- Page -
# Bones or Castle? Life after The Mentalist



## tivotvaddict (Aug 11, 2005)

My teenage daughter and I find ourselves very sad to be at the end of available Netflix DVDs of The Mentalist. We watch about 20 minutes a day, so t's been a part of our daily viewing for a while....

Bones and Castle seem to be similar. Thoughts on which we should try - or other suggestions? DD occasionally gets nightmares fom The Mentalist so unfortunately nothing more intense (I love, say Dexter or Sopranos but that's not gonna work. ). 

tta


----------



## betts4 (Dec 27, 2005)

I vote Castle. 

Both are good shows but if there are nightmares involved then Bones can be sometimes a bit free with decaying skin and bones and body parts. Castle is lots of fun.


----------



## murgatroyd (Jan 6, 2002)

Castle will be especially fun because of the family interaction with Castle, his daughter, and his mom.


----------



## LoadStar (Jul 24, 2001)

Castle is IMO a much more enjoyable series.


----------



## madscientist (Nov 12, 2003)

+Castle


----------



## unitron (Apr 28, 2006)

Bones and Castle really aren't that much alike.

But Bones isn't all that much like the books, either.

And, so far, Castle hasn't pulled a big retcon the way Bones did.

- Entries provided -
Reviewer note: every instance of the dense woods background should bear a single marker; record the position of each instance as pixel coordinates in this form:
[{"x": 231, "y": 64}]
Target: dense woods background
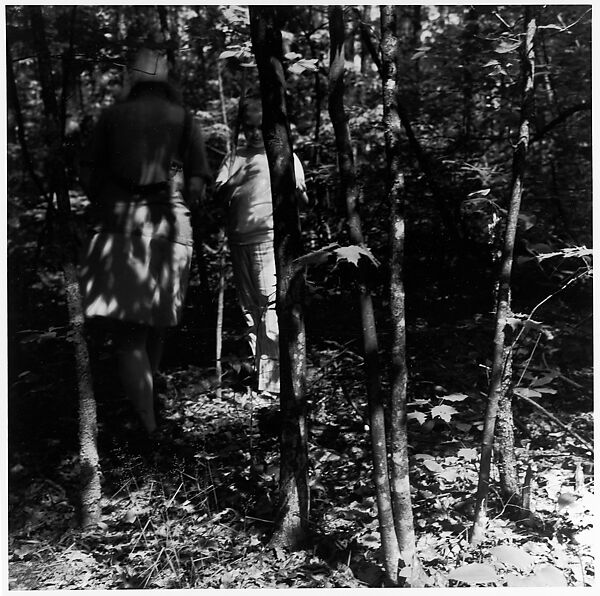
[{"x": 201, "y": 516}]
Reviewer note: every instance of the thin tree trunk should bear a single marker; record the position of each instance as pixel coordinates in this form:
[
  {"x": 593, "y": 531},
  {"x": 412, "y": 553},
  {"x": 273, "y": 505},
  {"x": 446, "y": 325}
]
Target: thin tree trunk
[
  {"x": 88, "y": 430},
  {"x": 505, "y": 438},
  {"x": 221, "y": 250},
  {"x": 293, "y": 505},
  {"x": 350, "y": 192},
  {"x": 442, "y": 194},
  {"x": 503, "y": 309},
  {"x": 403, "y": 515}
]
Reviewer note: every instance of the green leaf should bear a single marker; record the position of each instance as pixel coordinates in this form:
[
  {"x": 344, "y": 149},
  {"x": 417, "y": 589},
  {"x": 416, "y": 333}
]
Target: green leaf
[
  {"x": 301, "y": 65},
  {"x": 513, "y": 557},
  {"x": 527, "y": 392},
  {"x": 507, "y": 46},
  {"x": 468, "y": 454},
  {"x": 548, "y": 576},
  {"x": 454, "y": 397},
  {"x": 420, "y": 417},
  {"x": 433, "y": 466},
  {"x": 352, "y": 254},
  {"x": 474, "y": 573},
  {"x": 443, "y": 412},
  {"x": 478, "y": 194},
  {"x": 317, "y": 257}
]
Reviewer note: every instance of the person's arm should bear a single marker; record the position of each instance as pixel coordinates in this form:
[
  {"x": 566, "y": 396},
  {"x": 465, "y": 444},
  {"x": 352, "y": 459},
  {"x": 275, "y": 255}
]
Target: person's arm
[
  {"x": 300, "y": 181},
  {"x": 196, "y": 191},
  {"x": 196, "y": 169},
  {"x": 93, "y": 169}
]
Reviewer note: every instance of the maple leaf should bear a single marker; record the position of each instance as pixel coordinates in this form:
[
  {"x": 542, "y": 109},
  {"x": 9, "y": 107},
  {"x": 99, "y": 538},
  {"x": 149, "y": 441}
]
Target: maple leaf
[
  {"x": 420, "y": 417},
  {"x": 352, "y": 254},
  {"x": 443, "y": 412}
]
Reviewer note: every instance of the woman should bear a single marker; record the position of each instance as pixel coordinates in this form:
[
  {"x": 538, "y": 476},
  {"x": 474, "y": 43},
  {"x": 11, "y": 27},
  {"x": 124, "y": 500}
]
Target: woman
[{"x": 148, "y": 169}]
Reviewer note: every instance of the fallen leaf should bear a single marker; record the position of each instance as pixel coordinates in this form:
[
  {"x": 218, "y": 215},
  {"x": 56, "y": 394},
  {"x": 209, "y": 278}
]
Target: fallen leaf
[{"x": 474, "y": 573}]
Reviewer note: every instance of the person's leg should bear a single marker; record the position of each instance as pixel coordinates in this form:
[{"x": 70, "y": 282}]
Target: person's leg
[
  {"x": 267, "y": 348},
  {"x": 135, "y": 370},
  {"x": 246, "y": 290},
  {"x": 155, "y": 345}
]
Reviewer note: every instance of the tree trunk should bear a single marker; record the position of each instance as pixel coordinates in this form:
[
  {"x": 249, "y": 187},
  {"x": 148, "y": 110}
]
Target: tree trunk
[
  {"x": 14, "y": 102},
  {"x": 350, "y": 192},
  {"x": 293, "y": 505},
  {"x": 403, "y": 515},
  {"x": 505, "y": 439},
  {"x": 503, "y": 309},
  {"x": 221, "y": 250},
  {"x": 88, "y": 430}
]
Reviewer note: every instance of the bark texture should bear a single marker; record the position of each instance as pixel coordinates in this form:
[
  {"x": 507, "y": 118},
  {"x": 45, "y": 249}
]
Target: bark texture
[
  {"x": 403, "y": 516},
  {"x": 503, "y": 308},
  {"x": 88, "y": 430},
  {"x": 350, "y": 192},
  {"x": 293, "y": 506}
]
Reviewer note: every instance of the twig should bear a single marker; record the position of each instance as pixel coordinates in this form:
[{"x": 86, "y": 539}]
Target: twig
[
  {"x": 537, "y": 341},
  {"x": 564, "y": 286},
  {"x": 556, "y": 420}
]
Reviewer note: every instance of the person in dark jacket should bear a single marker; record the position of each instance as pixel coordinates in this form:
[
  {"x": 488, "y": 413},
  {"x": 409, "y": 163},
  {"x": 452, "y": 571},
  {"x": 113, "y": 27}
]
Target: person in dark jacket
[{"x": 147, "y": 171}]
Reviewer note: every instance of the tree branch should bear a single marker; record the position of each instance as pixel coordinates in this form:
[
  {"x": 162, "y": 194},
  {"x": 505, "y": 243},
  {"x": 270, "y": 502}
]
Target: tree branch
[
  {"x": 585, "y": 105},
  {"x": 552, "y": 417}
]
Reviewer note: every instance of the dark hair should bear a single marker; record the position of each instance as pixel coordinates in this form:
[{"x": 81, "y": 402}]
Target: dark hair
[{"x": 169, "y": 91}]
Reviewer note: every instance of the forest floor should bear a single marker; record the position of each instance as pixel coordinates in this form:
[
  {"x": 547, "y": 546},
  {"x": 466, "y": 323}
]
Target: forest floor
[{"x": 198, "y": 514}]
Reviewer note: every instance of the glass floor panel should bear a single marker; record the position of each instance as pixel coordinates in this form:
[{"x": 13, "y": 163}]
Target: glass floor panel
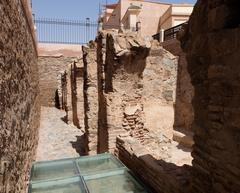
[
  {"x": 94, "y": 164},
  {"x": 53, "y": 170},
  {"x": 70, "y": 185},
  {"x": 102, "y": 173},
  {"x": 118, "y": 182}
]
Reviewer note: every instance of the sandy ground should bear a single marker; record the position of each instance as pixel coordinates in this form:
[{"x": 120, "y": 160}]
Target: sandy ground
[{"x": 57, "y": 139}]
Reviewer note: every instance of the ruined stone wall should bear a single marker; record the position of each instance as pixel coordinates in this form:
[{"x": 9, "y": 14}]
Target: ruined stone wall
[
  {"x": 183, "y": 109},
  {"x": 212, "y": 44},
  {"x": 91, "y": 97},
  {"x": 72, "y": 96},
  {"x": 77, "y": 96},
  {"x": 120, "y": 105},
  {"x": 50, "y": 69},
  {"x": 163, "y": 177},
  {"x": 136, "y": 89},
  {"x": 19, "y": 95},
  {"x": 184, "y": 92},
  {"x": 159, "y": 91}
]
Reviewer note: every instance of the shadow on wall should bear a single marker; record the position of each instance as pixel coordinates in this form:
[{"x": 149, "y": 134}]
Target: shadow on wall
[
  {"x": 80, "y": 145},
  {"x": 57, "y": 100}
]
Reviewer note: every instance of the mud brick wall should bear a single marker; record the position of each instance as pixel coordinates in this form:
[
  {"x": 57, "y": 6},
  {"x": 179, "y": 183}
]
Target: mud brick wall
[
  {"x": 161, "y": 176},
  {"x": 212, "y": 44},
  {"x": 19, "y": 95},
  {"x": 91, "y": 97},
  {"x": 50, "y": 69}
]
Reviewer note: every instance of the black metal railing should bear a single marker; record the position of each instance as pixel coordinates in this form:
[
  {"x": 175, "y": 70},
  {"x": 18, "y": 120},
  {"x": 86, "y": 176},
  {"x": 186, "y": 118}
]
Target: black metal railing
[
  {"x": 170, "y": 33},
  {"x": 65, "y": 31}
]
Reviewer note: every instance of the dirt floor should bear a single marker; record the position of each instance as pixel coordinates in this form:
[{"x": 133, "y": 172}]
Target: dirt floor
[{"x": 57, "y": 139}]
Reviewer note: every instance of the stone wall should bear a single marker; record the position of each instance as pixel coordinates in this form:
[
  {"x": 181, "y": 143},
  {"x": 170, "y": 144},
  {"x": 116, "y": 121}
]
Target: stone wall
[
  {"x": 136, "y": 89},
  {"x": 53, "y": 60},
  {"x": 163, "y": 177},
  {"x": 77, "y": 93},
  {"x": 120, "y": 104},
  {"x": 72, "y": 96},
  {"x": 184, "y": 92},
  {"x": 91, "y": 97},
  {"x": 159, "y": 91},
  {"x": 212, "y": 44},
  {"x": 19, "y": 95},
  {"x": 183, "y": 109}
]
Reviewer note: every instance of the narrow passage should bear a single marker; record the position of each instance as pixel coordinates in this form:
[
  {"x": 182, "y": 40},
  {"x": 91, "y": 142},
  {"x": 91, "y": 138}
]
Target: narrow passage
[{"x": 57, "y": 139}]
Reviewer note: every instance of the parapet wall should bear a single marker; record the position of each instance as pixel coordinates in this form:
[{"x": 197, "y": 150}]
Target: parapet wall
[{"x": 19, "y": 95}]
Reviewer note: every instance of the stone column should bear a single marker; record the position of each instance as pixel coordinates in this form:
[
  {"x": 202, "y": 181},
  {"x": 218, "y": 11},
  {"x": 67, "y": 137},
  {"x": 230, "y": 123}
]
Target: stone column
[{"x": 91, "y": 97}]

- Task instructions -
In the thread above, shorten the paragraph that starts "Both are good shows" into a single sentence that keeps its main facts.

- Expected answer -
Both shows are good, but since nightmares are a concern, Castle is the better pick: it's lots of fun, while Bones can be free with decaying skin, bones and body parts.